### Dataset records:
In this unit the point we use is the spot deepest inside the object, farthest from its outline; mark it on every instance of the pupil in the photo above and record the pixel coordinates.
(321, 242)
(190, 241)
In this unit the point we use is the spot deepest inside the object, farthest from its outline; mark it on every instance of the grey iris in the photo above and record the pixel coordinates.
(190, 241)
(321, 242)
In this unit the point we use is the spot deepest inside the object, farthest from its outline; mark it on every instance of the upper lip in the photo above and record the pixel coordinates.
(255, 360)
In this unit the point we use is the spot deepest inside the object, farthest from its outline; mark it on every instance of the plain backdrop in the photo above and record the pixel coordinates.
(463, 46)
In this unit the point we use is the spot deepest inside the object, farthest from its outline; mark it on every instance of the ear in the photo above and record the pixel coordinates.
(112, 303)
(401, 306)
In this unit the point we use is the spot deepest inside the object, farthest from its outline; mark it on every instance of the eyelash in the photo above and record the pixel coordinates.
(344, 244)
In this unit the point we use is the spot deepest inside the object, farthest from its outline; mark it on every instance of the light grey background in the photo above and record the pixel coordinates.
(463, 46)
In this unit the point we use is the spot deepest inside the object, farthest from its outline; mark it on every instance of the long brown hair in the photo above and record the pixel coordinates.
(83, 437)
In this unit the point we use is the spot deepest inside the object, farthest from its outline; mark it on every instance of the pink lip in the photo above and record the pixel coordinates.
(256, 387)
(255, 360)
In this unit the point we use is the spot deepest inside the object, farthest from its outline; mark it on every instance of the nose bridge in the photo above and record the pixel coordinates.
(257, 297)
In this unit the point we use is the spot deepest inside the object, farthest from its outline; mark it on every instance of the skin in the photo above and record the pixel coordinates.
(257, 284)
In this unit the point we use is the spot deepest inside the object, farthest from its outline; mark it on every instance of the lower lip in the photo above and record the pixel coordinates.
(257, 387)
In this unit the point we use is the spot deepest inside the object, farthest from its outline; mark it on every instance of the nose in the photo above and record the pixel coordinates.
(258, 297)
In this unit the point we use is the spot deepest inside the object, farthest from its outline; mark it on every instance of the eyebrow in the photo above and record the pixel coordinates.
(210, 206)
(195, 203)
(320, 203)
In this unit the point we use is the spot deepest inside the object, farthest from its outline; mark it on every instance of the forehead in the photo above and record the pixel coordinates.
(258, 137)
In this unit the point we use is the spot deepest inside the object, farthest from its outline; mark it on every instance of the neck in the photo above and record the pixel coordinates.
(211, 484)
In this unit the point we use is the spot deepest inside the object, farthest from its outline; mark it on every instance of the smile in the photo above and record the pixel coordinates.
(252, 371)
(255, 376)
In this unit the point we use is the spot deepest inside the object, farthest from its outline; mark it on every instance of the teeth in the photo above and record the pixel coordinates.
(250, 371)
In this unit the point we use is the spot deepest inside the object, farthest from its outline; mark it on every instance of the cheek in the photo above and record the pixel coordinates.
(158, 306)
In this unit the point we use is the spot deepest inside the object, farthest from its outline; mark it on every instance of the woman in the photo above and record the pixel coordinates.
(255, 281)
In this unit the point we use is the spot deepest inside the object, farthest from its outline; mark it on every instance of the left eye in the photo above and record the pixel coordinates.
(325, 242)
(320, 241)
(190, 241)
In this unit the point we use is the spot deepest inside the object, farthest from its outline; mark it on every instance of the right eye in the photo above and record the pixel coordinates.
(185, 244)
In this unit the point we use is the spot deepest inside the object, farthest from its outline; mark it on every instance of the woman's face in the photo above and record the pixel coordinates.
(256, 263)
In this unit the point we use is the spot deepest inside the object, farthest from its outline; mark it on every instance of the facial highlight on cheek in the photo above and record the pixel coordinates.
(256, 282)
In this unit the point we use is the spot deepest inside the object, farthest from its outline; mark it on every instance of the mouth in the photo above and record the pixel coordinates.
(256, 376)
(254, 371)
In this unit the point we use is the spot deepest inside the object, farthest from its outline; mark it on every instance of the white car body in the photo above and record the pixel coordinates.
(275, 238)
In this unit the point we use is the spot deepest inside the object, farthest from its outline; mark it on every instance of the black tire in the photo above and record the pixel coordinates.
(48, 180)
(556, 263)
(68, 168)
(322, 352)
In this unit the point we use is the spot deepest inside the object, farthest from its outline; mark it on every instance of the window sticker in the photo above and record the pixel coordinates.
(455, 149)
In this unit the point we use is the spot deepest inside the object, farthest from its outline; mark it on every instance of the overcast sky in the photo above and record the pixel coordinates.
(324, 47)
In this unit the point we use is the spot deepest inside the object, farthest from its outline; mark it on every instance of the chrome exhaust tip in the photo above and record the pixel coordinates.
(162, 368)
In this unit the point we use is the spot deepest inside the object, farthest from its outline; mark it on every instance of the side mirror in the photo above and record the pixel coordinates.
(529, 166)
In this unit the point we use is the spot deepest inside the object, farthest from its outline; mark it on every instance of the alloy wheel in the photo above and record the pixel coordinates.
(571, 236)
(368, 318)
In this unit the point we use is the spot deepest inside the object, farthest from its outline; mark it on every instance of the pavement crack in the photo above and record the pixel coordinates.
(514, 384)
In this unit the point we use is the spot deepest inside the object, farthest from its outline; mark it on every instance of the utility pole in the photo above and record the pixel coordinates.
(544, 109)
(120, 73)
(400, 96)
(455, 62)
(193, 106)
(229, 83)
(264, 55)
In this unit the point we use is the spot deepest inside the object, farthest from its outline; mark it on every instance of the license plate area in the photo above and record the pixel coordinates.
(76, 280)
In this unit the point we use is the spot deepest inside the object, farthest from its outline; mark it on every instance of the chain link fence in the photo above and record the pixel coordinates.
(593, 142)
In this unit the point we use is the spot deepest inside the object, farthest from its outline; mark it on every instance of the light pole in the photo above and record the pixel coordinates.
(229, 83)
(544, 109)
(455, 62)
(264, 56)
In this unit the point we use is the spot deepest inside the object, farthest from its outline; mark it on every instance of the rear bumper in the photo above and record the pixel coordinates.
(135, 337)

### What is needed:
Each line from the one with "of the rear" through the last line of the records must be written out word for word. Include nothing else.

### Exercise result:
In this unit the point we use is the spot deepest inside the object, farthest from its outline; mark it on every instance of the rear bumper in the photo above and record the pixel coordinates.
(135, 337)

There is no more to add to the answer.